● Work order: Gather each line in the entries that includes the string "window".

☆ ☆ ☆ ☆

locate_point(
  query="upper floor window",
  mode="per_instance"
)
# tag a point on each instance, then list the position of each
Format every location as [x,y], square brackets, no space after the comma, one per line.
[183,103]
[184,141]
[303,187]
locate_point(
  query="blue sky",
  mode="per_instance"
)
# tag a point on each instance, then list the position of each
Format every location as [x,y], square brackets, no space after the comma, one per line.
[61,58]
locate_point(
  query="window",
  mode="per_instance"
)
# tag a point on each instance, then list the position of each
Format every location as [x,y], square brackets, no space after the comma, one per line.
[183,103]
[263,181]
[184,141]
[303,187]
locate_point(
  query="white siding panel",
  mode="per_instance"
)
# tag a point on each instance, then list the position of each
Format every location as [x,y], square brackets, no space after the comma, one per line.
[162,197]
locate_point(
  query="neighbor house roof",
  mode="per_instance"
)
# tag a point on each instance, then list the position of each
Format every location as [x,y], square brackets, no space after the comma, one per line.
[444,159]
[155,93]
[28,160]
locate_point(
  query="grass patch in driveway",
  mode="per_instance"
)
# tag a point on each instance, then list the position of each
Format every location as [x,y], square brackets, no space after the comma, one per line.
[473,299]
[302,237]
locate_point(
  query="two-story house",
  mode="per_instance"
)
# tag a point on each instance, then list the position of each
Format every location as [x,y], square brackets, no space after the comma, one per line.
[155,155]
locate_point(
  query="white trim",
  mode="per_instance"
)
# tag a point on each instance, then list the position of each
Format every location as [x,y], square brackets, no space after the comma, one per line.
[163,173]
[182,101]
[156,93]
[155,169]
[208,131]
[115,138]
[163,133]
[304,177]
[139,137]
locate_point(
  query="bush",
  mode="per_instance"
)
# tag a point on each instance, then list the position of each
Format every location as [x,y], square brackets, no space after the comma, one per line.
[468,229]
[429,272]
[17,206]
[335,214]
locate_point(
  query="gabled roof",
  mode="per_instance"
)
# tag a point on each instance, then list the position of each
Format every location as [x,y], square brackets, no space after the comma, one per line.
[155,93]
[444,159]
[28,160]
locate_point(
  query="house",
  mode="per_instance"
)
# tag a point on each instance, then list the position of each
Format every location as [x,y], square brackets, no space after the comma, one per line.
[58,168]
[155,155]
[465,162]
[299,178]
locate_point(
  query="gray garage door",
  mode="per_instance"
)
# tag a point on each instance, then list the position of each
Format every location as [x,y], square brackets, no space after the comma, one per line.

☆ ☆ ☆ ☆

● Written response:
  query="upper floor window",
  query="window",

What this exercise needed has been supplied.